Problem: Render the rows as a numbered list with blank lines omitted, starting at the line containing "Please trace the outline of every instance of the person" and ending after the line containing "POLYGON ((134 71, 132".

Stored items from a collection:
——

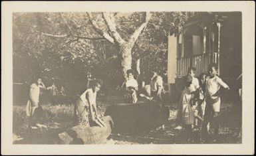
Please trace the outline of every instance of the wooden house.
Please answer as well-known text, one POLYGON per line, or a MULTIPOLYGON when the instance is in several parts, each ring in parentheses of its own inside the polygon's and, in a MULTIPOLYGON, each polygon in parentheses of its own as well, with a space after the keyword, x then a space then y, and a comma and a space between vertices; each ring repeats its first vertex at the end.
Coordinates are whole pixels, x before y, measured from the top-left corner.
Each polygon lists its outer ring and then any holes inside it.
POLYGON ((241 25, 241 12, 201 12, 190 18, 180 33, 170 33, 171 97, 179 98, 189 67, 195 67, 198 76, 207 73, 211 63, 218 64, 219 76, 231 88, 229 95, 235 94, 235 80, 242 72, 241 25))

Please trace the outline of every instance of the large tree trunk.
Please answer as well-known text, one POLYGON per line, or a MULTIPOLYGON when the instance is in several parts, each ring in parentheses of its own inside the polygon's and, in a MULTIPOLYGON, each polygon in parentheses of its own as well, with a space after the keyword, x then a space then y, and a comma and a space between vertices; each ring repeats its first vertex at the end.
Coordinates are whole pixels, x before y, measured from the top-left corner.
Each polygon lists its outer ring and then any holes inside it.
POLYGON ((126 78, 126 71, 132 68, 132 46, 120 45, 121 53, 121 65, 124 78, 126 78))

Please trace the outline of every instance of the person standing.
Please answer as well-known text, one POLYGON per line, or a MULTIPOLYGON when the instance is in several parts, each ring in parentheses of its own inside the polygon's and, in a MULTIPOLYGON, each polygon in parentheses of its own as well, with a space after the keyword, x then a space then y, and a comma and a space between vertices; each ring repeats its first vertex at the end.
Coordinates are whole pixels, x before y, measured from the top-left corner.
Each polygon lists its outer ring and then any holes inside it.
POLYGON ((178 111, 177 113, 176 121, 182 123, 185 128, 185 136, 188 141, 192 135, 192 125, 194 123, 194 112, 192 105, 192 100, 195 88, 191 82, 187 82, 185 89, 180 97, 178 111))
POLYGON ((210 64, 209 66, 209 78, 206 82, 205 98, 206 106, 202 127, 204 137, 208 133, 209 127, 207 125, 209 123, 214 128, 214 135, 216 136, 219 133, 218 115, 221 105, 220 96, 224 92, 229 90, 227 84, 217 76, 217 66, 215 64, 210 64), (221 87, 223 90, 220 90, 221 87))
POLYGON ((27 101, 26 114, 28 119, 29 127, 36 129, 40 112, 43 110, 39 105, 40 89, 46 90, 45 84, 41 78, 38 78, 36 82, 30 86, 29 100, 27 101), (38 113, 36 113, 38 112, 38 113))
POLYGON ((91 127, 95 125, 105 127, 104 123, 99 118, 96 98, 97 92, 103 84, 100 79, 92 82, 92 86, 84 91, 76 99, 74 109, 74 124, 91 127))
POLYGON ((134 71, 132 69, 128 70, 127 80, 125 82, 124 100, 128 103, 135 104, 138 102, 137 91, 138 82, 134 79, 134 71))

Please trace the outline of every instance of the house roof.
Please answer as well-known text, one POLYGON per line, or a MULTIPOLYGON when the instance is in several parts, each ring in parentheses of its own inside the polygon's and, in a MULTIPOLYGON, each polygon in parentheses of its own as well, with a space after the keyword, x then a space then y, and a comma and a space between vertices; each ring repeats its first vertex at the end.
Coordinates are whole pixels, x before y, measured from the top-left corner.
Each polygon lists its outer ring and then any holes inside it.
POLYGON ((194 15, 189 19, 184 27, 202 21, 216 21, 223 23, 230 17, 241 15, 241 12, 196 12, 194 15))

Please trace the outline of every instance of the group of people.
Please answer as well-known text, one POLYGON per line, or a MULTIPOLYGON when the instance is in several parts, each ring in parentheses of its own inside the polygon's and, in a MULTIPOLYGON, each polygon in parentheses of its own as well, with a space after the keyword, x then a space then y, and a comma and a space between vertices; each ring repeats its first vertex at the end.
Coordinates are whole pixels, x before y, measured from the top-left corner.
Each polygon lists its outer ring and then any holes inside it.
MULTIPOLYGON (((93 82, 92 87, 88 88, 74 102, 74 125, 82 125, 92 126, 98 125, 100 127, 105 126, 104 123, 100 119, 97 113, 96 106, 96 93, 102 86, 102 81, 100 79, 93 82)), ((43 115, 43 108, 40 106, 39 96, 41 89, 52 91, 55 86, 46 87, 41 78, 36 79, 35 83, 30 86, 29 99, 26 106, 26 114, 28 127, 31 129, 37 129, 42 125, 39 123, 40 117, 43 115)))
MULTIPOLYGON (((127 70, 127 79, 123 85, 124 101, 128 103, 135 104, 138 102, 138 96, 150 101, 158 101, 162 107, 162 94, 164 93, 162 78, 154 71, 143 75, 141 84, 138 85, 134 78, 134 72, 130 69, 127 70)), ((100 119, 96 105, 96 94, 100 90, 103 82, 100 79, 92 81, 92 85, 86 90, 82 94, 76 97, 74 102, 73 125, 85 126, 100 125, 106 126, 100 119)), ((49 90, 55 91, 55 85, 46 87, 42 82, 41 78, 37 79, 35 83, 30 86, 29 100, 27 104, 26 113, 29 126, 36 129, 39 118, 41 116, 37 112, 42 112, 39 105, 40 90, 49 90), (39 111, 41 110, 41 111, 39 111)))
POLYGON ((218 76, 215 64, 210 64, 208 74, 200 74, 199 81, 195 77, 195 70, 193 67, 188 69, 186 85, 180 97, 176 118, 184 127, 185 135, 189 141, 192 140, 192 126, 198 126, 199 123, 201 123, 201 139, 203 140, 209 139, 210 126, 214 129, 213 136, 218 135, 220 96, 229 90, 227 84, 218 76))
MULTIPOLYGON (((199 80, 195 77, 195 71, 193 67, 190 68, 188 71, 186 84, 180 97, 176 118, 180 123, 179 126, 184 127, 185 135, 189 141, 192 140, 193 126, 201 125, 201 138, 203 139, 207 139, 209 136, 210 127, 214 129, 213 136, 218 135, 220 96, 229 90, 227 84, 218 76, 218 68, 215 64, 209 65, 208 74, 201 73, 199 75, 199 80)), ((159 104, 161 108, 162 96, 165 94, 162 78, 156 71, 142 76, 138 78, 140 82, 139 85, 134 78, 134 71, 127 70, 127 80, 123 84, 124 100, 135 104, 138 102, 138 96, 140 96, 146 100, 156 102, 155 103, 159 104)), ((106 126, 99 117, 96 104, 96 94, 102 84, 101 80, 96 79, 93 81, 91 87, 77 97, 74 102, 74 125, 106 126)), ((35 118, 37 117, 37 115, 35 115, 35 112, 40 108, 41 88, 47 89, 41 78, 30 86, 30 99, 26 112, 29 125, 32 127, 36 126, 35 118)))

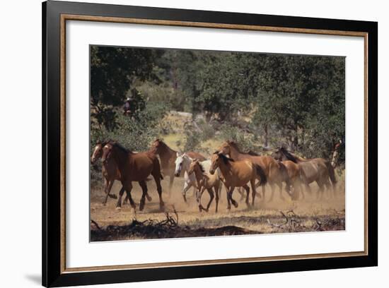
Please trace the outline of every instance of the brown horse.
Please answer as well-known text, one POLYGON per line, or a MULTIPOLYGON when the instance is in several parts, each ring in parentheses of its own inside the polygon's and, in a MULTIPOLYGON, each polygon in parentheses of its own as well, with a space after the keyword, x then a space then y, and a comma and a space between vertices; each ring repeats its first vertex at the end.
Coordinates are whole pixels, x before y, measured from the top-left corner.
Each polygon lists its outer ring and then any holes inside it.
POLYGON ((297 164, 305 174, 303 184, 309 193, 311 193, 309 184, 316 181, 319 188, 317 196, 323 198, 324 186, 329 189, 331 181, 332 193, 335 196, 335 186, 337 179, 334 168, 329 160, 323 158, 303 159, 296 156, 284 148, 279 148, 274 154, 275 159, 281 161, 290 160, 297 164))
MULTIPOLYGON (((131 196, 132 181, 138 181, 142 188, 142 196, 139 204, 141 211, 144 207, 145 197, 147 195, 146 180, 150 174, 153 176, 157 186, 159 196, 159 206, 162 209, 164 203, 162 200, 162 187, 159 161, 153 151, 134 153, 127 150, 119 143, 110 141, 103 148, 102 160, 106 164, 110 159, 115 160, 120 175, 120 181, 129 200, 131 206, 135 209, 135 203, 131 196)), ((120 191, 116 207, 120 208, 122 204, 123 192, 120 191)))
POLYGON ((247 192, 246 205, 250 207, 250 188, 247 185, 248 182, 251 184, 253 206, 256 193, 255 180, 260 180, 261 184, 265 184, 267 181, 266 175, 260 166, 255 164, 249 160, 235 161, 217 151, 212 155, 209 173, 213 175, 217 168, 219 168, 221 172, 223 182, 227 189, 227 209, 231 209, 231 203, 236 208, 238 207, 238 203, 232 198, 235 187, 245 188, 247 192))
POLYGON ((193 162, 190 164, 190 166, 189 167, 189 169, 187 172, 188 175, 191 175, 192 173, 194 173, 196 181, 197 183, 196 198, 197 200, 197 203, 199 203, 199 211, 201 212, 204 210, 208 212, 209 206, 211 205, 211 203, 212 203, 212 200, 216 196, 215 212, 217 213, 217 208, 219 206, 219 189, 220 185, 221 184, 219 174, 215 173, 212 175, 207 173, 202 164, 197 159, 193 160, 193 162), (207 208, 202 207, 202 196, 205 189, 207 189, 207 191, 209 193, 209 202, 207 205, 207 208))
MULTIPOLYGON (((96 143, 95 149, 93 150, 93 153, 91 157, 91 163, 94 164, 98 159, 101 158, 101 157, 103 156, 103 148, 105 145, 105 143, 103 142, 98 142, 96 143)), ((112 159, 109 160, 106 163, 103 163, 101 171, 103 173, 103 177, 105 180, 105 188, 104 189, 104 191, 105 192, 105 198, 103 201, 103 204, 105 205, 107 203, 108 196, 114 199, 116 199, 117 198, 116 195, 112 195, 110 193, 111 191, 111 188, 115 181, 120 180, 120 173, 119 172, 119 169, 117 169, 116 162, 112 159)), ((139 184, 139 185, 141 185, 141 184, 139 184)), ((123 188, 123 186, 122 186, 120 192, 119 192, 119 193, 122 194, 124 191, 124 188, 123 188)), ((151 201, 152 200, 149 193, 146 195, 146 197, 147 198, 147 200, 149 201, 151 201)), ((126 202, 126 200, 127 200, 128 198, 126 196, 126 198, 124 198, 123 203, 126 202)))
MULTIPOLYGON (((272 197, 269 201, 273 199, 274 184, 279 187, 280 197, 282 199, 284 199, 281 195, 282 182, 286 183, 286 192, 289 194, 290 179, 286 169, 282 163, 276 161, 273 157, 270 156, 257 156, 252 155, 255 154, 252 152, 243 153, 240 151, 238 145, 235 142, 231 140, 227 140, 223 143, 218 149, 218 151, 225 155, 229 155, 229 157, 234 160, 248 160, 255 164, 259 165, 265 172, 267 183, 272 188, 272 197)), ((262 184, 262 197, 264 200, 265 196, 265 185, 262 184)))
MULTIPOLYGON (((159 155, 161 159, 161 166, 162 167, 162 173, 163 175, 169 176, 170 196, 174 177, 184 176, 183 172, 180 175, 175 175, 175 159, 178 157, 178 152, 170 148, 161 139, 156 139, 154 142, 153 142, 151 149, 159 155)), ((198 159, 200 161, 204 161, 206 160, 202 155, 197 152, 190 151, 185 152, 185 154, 192 159, 198 159)))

——

Solution for this exercise:
1. Please trace the outline of every instance of the person standing.
2. Please answer as well-known text, one POLYGON per line, or a MULTIPOLYGON when the instance is in several parts, each ring in parentheses of its own inside the polygon's and, in a MULTIPOLYGON, each polygon in parentheses of its own as well, with a space after the keyword, x then a space then y, and a comma and a space between vertices; each ring repeats its first vertex at the end.
3. Coordinates are whole pixels, x before y, measured from the top-left corner.
4. Each polygon lists its outer ring and then any holes inside it.
5. POLYGON ((178 111, 177 113, 176 121, 182 123, 185 128, 185 136, 188 141, 192 135, 192 125, 194 123, 194 112, 192 105, 192 100, 195 88, 191 82, 187 82, 185 89, 180 97, 178 111))
6. POLYGON ((210 64, 209 66, 209 78, 206 82, 205 98, 206 106, 202 127, 204 137, 208 133, 209 127, 207 125, 209 123, 214 128, 214 135, 216 136, 219 133, 218 115, 221 105, 220 96, 224 92, 229 90, 227 84, 217 76, 217 66, 215 64, 210 64), (221 87, 223 90, 220 90, 221 87))
7. POLYGON ((27 101, 26 114, 28 119, 29 127, 36 129, 40 112, 43 110, 39 105, 40 89, 46 90, 45 84, 41 78, 38 78, 36 82, 30 86, 29 100, 27 101), (38 113, 36 113, 38 112, 38 113))
8. POLYGON ((91 127, 95 125, 105 127, 104 123, 99 118, 96 98, 97 92, 103 84, 100 79, 92 82, 92 86, 84 91, 76 99, 74 109, 74 124, 91 127))
9. POLYGON ((134 71, 132 69, 128 70, 127 80, 125 82, 124 100, 128 103, 135 104, 138 102, 137 91, 138 82, 134 79, 134 71))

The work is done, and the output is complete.